**Dataset excerpts:**
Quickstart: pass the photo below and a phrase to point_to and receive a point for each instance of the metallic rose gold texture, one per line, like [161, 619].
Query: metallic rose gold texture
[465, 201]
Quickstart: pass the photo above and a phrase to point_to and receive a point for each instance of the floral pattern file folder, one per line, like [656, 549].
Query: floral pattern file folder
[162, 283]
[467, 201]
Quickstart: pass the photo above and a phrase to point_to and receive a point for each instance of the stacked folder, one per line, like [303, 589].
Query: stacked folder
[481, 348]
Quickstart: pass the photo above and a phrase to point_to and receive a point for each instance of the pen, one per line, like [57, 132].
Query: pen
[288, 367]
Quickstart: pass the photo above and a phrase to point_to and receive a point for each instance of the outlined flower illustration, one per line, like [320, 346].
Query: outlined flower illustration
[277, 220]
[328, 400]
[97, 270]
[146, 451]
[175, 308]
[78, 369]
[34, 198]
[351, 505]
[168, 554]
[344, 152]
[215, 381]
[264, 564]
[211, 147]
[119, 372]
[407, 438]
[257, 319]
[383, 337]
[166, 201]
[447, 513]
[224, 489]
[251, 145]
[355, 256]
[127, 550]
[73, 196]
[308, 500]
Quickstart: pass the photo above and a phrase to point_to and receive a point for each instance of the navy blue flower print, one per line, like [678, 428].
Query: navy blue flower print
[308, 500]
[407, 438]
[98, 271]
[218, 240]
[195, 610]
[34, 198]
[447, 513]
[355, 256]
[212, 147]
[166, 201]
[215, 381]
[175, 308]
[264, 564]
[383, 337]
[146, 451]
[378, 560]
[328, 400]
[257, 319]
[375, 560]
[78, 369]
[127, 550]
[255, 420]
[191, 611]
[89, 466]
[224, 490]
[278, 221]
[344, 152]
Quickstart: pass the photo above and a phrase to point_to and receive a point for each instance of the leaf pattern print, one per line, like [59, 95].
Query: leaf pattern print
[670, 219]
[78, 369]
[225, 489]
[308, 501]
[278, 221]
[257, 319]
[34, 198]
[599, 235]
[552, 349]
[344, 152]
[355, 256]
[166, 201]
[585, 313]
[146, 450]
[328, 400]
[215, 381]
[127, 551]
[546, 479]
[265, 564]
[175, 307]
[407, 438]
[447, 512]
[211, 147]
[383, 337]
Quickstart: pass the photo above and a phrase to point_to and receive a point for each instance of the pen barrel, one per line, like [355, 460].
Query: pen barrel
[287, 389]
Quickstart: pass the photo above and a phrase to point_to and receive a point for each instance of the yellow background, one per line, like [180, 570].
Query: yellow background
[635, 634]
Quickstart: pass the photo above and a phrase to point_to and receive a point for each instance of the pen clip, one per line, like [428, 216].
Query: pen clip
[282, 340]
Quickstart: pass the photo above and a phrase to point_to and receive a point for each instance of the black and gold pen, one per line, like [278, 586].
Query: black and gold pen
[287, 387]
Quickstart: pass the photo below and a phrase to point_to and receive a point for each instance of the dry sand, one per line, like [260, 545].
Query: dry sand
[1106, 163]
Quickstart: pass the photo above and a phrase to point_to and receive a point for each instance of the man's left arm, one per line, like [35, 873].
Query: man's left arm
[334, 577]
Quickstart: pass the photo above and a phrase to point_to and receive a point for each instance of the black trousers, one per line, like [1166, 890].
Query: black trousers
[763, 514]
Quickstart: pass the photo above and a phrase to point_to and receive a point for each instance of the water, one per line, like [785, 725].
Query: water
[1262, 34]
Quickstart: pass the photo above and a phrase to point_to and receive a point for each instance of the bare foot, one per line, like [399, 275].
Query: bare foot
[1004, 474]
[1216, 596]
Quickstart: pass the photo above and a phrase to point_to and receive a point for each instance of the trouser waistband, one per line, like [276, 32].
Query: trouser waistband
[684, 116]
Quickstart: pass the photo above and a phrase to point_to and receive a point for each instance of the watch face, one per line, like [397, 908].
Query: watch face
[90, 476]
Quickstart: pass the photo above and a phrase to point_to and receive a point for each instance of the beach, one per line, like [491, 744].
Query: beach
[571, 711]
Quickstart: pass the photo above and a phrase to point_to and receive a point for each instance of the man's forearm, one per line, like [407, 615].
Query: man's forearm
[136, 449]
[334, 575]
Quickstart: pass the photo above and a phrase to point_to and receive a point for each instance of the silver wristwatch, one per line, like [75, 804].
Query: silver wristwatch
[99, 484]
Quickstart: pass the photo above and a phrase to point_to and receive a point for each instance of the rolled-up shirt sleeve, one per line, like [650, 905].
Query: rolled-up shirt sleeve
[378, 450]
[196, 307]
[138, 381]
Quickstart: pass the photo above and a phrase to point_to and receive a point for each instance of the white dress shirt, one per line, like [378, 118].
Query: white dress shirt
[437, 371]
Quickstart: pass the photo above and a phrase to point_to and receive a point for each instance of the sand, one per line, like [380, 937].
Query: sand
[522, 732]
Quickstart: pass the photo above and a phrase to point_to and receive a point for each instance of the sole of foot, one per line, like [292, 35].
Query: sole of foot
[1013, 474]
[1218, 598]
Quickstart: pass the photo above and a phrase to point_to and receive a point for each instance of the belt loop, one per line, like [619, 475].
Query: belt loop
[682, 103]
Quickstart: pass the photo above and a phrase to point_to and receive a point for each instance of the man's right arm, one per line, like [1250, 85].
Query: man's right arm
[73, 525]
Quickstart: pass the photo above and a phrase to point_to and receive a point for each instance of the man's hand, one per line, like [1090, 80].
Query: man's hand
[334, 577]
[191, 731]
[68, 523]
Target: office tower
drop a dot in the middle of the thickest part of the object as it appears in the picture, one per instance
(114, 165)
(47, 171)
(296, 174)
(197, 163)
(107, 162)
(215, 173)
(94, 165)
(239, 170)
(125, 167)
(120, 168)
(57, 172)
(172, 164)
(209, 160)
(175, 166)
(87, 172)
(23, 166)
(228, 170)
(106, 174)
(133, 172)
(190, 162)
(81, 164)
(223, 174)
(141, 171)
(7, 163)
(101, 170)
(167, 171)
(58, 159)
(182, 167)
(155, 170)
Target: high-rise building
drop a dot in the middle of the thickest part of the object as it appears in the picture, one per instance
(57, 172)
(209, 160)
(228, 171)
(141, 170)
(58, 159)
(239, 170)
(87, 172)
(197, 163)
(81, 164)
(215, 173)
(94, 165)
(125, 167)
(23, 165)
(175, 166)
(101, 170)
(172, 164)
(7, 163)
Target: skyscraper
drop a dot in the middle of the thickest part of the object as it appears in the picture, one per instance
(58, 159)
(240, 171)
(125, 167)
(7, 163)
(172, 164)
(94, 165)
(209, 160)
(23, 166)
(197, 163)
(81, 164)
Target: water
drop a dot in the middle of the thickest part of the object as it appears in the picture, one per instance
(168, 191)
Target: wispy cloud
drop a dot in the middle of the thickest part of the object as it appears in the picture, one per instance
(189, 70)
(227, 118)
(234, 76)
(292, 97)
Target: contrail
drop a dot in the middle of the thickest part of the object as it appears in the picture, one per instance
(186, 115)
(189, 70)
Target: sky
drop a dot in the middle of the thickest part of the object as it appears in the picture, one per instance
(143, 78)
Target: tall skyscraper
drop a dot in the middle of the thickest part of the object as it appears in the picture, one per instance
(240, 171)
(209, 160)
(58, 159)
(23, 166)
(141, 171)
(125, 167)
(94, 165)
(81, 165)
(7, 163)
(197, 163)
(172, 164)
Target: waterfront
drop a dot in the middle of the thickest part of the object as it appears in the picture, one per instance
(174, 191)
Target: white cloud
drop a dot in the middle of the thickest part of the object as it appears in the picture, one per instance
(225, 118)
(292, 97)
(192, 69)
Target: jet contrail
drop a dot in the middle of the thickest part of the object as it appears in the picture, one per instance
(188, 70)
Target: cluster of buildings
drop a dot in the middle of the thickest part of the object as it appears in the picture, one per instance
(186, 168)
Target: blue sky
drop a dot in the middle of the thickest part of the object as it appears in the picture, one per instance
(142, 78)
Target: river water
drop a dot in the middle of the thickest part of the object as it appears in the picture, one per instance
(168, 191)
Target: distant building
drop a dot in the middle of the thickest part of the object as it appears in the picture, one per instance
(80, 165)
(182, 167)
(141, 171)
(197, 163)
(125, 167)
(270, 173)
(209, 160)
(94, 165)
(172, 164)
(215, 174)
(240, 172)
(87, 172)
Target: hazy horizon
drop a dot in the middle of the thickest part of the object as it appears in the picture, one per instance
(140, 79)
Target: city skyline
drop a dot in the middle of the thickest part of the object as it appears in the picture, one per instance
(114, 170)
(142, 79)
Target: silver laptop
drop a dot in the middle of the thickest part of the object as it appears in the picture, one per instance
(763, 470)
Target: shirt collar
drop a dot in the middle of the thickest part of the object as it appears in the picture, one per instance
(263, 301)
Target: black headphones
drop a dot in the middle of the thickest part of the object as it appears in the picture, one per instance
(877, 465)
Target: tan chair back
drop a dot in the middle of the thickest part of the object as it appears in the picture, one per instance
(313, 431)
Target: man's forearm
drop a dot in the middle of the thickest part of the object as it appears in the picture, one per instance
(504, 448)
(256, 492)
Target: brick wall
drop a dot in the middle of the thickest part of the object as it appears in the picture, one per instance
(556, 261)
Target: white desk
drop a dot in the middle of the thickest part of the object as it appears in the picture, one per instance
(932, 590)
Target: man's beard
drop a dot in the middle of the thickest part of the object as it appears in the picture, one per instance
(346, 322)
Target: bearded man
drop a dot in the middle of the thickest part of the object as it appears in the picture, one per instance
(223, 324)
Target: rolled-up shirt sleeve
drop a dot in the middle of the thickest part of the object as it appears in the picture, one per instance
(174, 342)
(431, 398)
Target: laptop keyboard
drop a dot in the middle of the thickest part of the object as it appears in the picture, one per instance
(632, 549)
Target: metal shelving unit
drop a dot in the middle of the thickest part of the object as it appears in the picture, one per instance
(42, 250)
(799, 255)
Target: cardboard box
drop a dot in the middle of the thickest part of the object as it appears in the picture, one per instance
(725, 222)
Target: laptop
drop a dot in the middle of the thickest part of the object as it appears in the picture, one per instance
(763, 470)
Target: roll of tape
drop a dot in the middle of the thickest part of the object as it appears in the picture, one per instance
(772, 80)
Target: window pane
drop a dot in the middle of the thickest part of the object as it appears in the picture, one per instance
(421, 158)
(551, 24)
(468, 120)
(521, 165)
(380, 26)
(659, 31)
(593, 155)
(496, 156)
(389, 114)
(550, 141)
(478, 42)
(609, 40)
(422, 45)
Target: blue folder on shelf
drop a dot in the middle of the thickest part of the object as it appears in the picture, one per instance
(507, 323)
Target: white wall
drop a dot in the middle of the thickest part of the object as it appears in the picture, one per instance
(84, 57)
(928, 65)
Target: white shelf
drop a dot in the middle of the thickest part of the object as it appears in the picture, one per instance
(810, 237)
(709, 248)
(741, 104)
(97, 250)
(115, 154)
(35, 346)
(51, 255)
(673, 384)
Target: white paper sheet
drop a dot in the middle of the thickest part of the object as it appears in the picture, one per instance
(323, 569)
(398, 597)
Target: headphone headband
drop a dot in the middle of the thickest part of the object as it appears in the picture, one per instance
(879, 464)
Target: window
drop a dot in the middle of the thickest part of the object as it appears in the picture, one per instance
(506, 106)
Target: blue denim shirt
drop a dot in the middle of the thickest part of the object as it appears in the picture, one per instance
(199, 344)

**Assignment:** Scan the records above for the lines holding "Target: blue sky" and "Target: hazy horizon". Transcribe those two and every line between them word for word, and no others.

**Task response:**
Target: blue sky
drop a dot in the middle of the thickest part of the object as it appears in the picture, one per instance
(142, 78)
Target: river water
drop a dot in the middle of the thickest part of the object as it appears in the picture, one per instance
(168, 191)
Target: distant building
drop a dot in the middle of the thickest part of the object as it appears in the picture, one per instance
(80, 165)
(182, 167)
(141, 171)
(197, 163)
(125, 167)
(270, 173)
(209, 160)
(94, 165)
(172, 164)
(215, 174)
(240, 172)
(87, 172)
Target: hazy horizon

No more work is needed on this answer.